▶ [Exercise prompt]
Edit the records below by changing every "top-level array" to "single outer array" and leaving everything else untouched. Leave the pictures out of your answer.

▶ [Records from a dataset]

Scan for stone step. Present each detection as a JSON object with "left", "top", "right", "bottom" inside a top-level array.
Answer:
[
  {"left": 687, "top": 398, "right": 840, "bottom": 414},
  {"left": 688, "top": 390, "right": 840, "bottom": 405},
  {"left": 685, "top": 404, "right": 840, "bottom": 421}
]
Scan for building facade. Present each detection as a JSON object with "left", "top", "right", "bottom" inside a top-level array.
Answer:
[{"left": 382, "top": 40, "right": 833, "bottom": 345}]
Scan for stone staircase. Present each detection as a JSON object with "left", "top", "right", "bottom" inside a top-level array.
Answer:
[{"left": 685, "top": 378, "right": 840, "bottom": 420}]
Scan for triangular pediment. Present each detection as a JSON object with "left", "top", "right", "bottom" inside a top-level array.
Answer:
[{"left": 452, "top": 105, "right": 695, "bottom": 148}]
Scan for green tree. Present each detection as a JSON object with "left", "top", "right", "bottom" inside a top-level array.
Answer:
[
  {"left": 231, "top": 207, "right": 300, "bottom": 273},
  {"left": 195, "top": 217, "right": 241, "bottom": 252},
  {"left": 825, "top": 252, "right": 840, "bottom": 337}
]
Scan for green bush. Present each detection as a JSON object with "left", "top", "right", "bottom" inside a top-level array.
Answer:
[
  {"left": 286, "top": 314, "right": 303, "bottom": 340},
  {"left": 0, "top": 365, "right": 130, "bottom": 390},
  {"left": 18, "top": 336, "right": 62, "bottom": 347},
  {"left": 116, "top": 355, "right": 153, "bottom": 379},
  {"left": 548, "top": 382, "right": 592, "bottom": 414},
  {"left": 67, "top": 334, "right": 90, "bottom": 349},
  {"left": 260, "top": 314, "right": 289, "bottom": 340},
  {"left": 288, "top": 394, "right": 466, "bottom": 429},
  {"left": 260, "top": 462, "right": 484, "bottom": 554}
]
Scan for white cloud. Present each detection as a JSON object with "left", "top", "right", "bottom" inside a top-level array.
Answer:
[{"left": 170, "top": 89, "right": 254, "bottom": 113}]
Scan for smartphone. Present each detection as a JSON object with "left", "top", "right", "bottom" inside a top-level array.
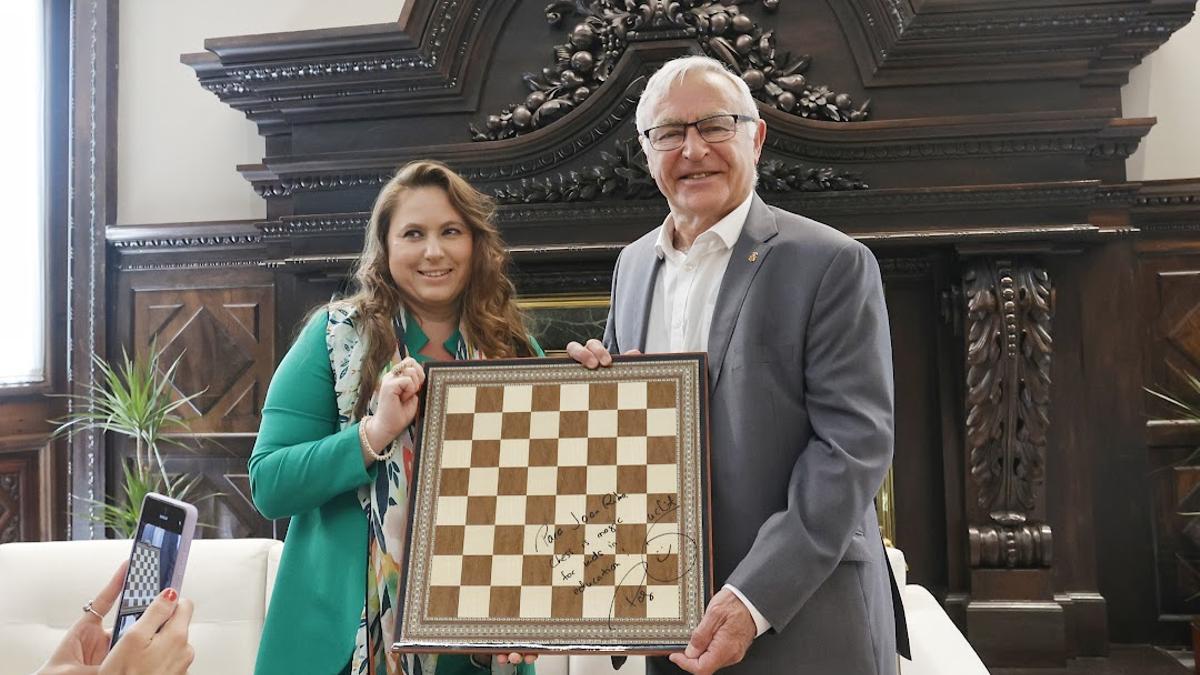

▶ [Exercise answer]
Scan for stone step. Present each detection as a JSON object with "left", "top", "right", "bottom" inside a single outer array.
Answer:
[
  {"left": 687, "top": 398, "right": 840, "bottom": 414},
  {"left": 688, "top": 390, "right": 840, "bottom": 405},
  {"left": 685, "top": 404, "right": 840, "bottom": 421}
]
Scan for building facade. Present each detection as a JSON object with "left", "top", "right", "bottom" inside a single outer array.
Answer:
[{"left": 382, "top": 40, "right": 833, "bottom": 345}]
Scan for stone staircase. Present each detection as a JSON object with "left", "top", "right", "bottom" inside a single outer array.
Answer:
[{"left": 685, "top": 378, "right": 840, "bottom": 420}]
Scan for triangular pediment. Present each detection as a JSON object with "left", "top", "right", "bottom" inside a single outer array.
Answer:
[{"left": 452, "top": 105, "right": 695, "bottom": 148}]
Scan for green tree. Present each detection as a JSON object with "left", "top", "right", "bottom" inside a single outer array.
Answer:
[
  {"left": 231, "top": 207, "right": 300, "bottom": 273},
  {"left": 195, "top": 217, "right": 241, "bottom": 252},
  {"left": 825, "top": 252, "right": 840, "bottom": 337}
]
Scan for green bush. Present each detection as a JSON object with "left", "top", "right", "bottom" inside a single outer array.
Answer:
[
  {"left": 286, "top": 314, "right": 303, "bottom": 340},
  {"left": 0, "top": 365, "right": 130, "bottom": 390},
  {"left": 18, "top": 336, "right": 62, "bottom": 347},
  {"left": 116, "top": 355, "right": 153, "bottom": 379},
  {"left": 548, "top": 382, "right": 592, "bottom": 414},
  {"left": 67, "top": 334, "right": 90, "bottom": 349},
  {"left": 260, "top": 314, "right": 289, "bottom": 340},
  {"left": 288, "top": 394, "right": 466, "bottom": 429},
  {"left": 260, "top": 462, "right": 484, "bottom": 554}
]
Scan for white cloud. Present each detection as a JSON object with "left", "top", "right", "bottom" inside a single outer array.
Answer:
[{"left": 170, "top": 89, "right": 254, "bottom": 113}]
Scan for smartphone. Present each detection as a JSON object with "left", "top", "right", "bottom" inside a single outer array.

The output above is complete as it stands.